Format the lines below as a JSON list of strings, with one string for each line and any blank lines left out.

----------------------------------------

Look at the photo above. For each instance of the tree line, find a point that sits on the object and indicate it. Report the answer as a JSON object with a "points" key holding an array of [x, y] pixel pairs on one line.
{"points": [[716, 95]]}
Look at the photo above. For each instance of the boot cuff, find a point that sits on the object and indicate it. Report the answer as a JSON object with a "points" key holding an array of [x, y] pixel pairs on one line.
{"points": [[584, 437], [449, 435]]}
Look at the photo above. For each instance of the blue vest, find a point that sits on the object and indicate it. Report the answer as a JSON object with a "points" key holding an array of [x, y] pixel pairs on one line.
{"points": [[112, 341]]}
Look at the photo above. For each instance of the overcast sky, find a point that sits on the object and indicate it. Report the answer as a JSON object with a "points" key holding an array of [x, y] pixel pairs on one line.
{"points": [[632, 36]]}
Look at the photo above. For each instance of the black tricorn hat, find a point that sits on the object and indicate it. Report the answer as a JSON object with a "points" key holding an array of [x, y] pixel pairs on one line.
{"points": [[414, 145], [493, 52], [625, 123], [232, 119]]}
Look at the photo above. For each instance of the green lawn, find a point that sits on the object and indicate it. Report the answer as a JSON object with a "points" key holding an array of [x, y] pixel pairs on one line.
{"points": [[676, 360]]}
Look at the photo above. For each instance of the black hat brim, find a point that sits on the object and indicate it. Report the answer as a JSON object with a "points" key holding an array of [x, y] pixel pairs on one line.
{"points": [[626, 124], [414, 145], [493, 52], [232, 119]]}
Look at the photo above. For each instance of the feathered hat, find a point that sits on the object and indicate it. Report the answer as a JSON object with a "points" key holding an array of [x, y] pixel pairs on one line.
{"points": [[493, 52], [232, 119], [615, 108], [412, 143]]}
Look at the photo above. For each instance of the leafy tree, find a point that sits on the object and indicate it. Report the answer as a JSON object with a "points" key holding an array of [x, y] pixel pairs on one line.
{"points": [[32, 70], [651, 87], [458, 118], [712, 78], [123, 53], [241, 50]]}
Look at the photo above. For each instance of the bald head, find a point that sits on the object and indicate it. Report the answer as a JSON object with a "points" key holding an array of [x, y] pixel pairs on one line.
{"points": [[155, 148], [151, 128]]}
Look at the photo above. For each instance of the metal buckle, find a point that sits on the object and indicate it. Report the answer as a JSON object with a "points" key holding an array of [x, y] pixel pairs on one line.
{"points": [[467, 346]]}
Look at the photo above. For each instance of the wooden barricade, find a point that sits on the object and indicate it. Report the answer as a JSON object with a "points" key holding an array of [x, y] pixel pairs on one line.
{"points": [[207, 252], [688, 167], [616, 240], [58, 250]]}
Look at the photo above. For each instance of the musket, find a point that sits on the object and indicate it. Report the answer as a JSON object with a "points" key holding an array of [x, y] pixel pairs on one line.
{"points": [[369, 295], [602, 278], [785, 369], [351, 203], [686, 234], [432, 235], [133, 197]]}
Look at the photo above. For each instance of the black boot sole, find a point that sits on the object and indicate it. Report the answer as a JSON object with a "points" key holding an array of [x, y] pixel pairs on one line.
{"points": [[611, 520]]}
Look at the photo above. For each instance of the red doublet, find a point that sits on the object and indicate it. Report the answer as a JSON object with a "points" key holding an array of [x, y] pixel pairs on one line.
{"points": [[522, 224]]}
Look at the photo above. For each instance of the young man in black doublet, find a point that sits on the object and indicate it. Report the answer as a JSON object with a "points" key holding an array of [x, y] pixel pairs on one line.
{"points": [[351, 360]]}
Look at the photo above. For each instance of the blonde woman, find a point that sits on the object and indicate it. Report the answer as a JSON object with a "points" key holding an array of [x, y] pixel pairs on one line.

----------------------------------------

> **RESPONSE**
[
  "Look at the photo above. For each instance of the tree line, find a point that sits on the object and indicate it. Report the answer as a JSON object with a \"points\" key holding an array of [x, y] pixel pairs on one line.",
  "{\"points\": [[716, 95]]}",
  "Look at the photo above. For each instance of the boot cuff, find a point that sits on the object and indicate it. Report the answer as a JSON object with a \"points\" key holding an array of [x, y] pixel pairs on one line.",
  "{\"points\": [[584, 437], [449, 435]]}",
  "Look at the photo above. For each instance of the blue vest, find a point that sits on the object and indicate it. Report the answer as a JSON object with a \"points\" key holding an array of [x, y] pixel pairs on one line.",
  "{\"points\": [[112, 341]]}",
  "Look at the photo above. For each instance of the overcast sky, find a point that sits on the object and indicate it. Report the answer as a JSON object with a \"points\" key holding an array of [x, y] pixel pairs on one line.",
  "{\"points\": [[632, 36]]}",
  "Look at the photo above. For each instance of the black tricorn hat, find a point that sits on the object and indicate it. Report the answer as a JSON object with a \"points\" key holding an array of [x, y] pixel pairs on one line.",
  "{\"points\": [[414, 145], [493, 52], [625, 123], [232, 119]]}",
  "Look at the photo above. For each instance of the green lawn, find a point that sits on the object and indicate it. Report the answer as a JSON object with a \"points\" key holding an array of [x, y] pixel pairs on one line.",
  "{\"points\": [[676, 360]]}",
  "Look at the photo above. For each instance of the black hat brim, find a point that sits on the object and indicate it. Report the answer as a JSON object with a \"points\" key holding an array of [x, y] pixel pairs on one line.",
  "{\"points\": [[626, 124], [414, 145], [493, 52], [232, 119]]}",
  "Look at the photo above. For each instance of the feathered hat, find a point that sits on the object and indicate it. Report the answer as a JSON object with a \"points\" key holding an array of [x, y] pixel pairs on one line.",
  "{\"points\": [[493, 52], [232, 119], [615, 108], [412, 143]]}",
  "Look at the photo above. For each instance of the leafy tree, find a point that sits on the object and indicate it. Report the answer as a JSON object with a \"points\" key holding an array of [x, y] pixel pairs on one line.",
  "{\"points\": [[32, 70], [651, 87], [458, 118], [712, 78], [123, 53], [241, 50]]}",
  "Look at the photo above. For each instance of the bald head, find a point that sits on the object and indicate it. Report the answer as a JSON object with a \"points\" key holding an array of [x, y] pixel pairs on one line.",
  "{\"points\": [[155, 148], [151, 128]]}",
  "Look at the photo above. For each instance of the metal buckle, find a point that sits on the object and indicate it. Report the answer as a JSON object with a \"points\" key holding an array of [x, y] pixel pairs on one line.",
  "{\"points\": [[467, 346]]}",
  "Look at the photo above. For each instance of the wooden barricade, find a point that sits on the object and indicate it. Report the answer as a JSON object with a \"points\" key holding an array of [x, y] pixel pairs on one line.",
  "{\"points\": [[207, 252], [688, 167], [616, 240], [58, 250]]}",
  "Look at the photo above. For each instance of the musket, find a point that sits on the object and indicate it. Report the answer as a JSON object with a \"points\" key holding an array of [x, y] pixel pairs on one line.",
  "{\"points\": [[369, 295], [602, 278], [785, 369], [351, 203], [686, 234], [432, 235], [133, 197]]}",
  "Look at the photo above. For each instance of the black boot sole, find a point that sits on the object and indicate it. Report the answer as a JSON object with a \"points\" key holding an array of [x, y] pixel pairs on one line.",
  "{\"points\": [[611, 520]]}",
  "Look at the photo above. For each instance of the red doublet, find a point that sits on the object and indicate it. Report the answer as a JSON object with a \"points\" key holding an array of [x, y] pixel pairs on one line.",
  "{\"points\": [[522, 224]]}",
  "Look at the photo above. For each instance of the young man in black doublet, find a point that sits on the object and indicate it. Report the answer as a JSON object with a \"points\" key holding an array of [x, y] pixel pairs on one line.",
  "{\"points\": [[351, 360]]}",
  "Look at the photo above. For each instance of the blonde woman, find a point that sits on the object and indicate it. Report the answer as a JSON object with a \"points\" key holding an array of [x, y] pixel pairs on one line."
]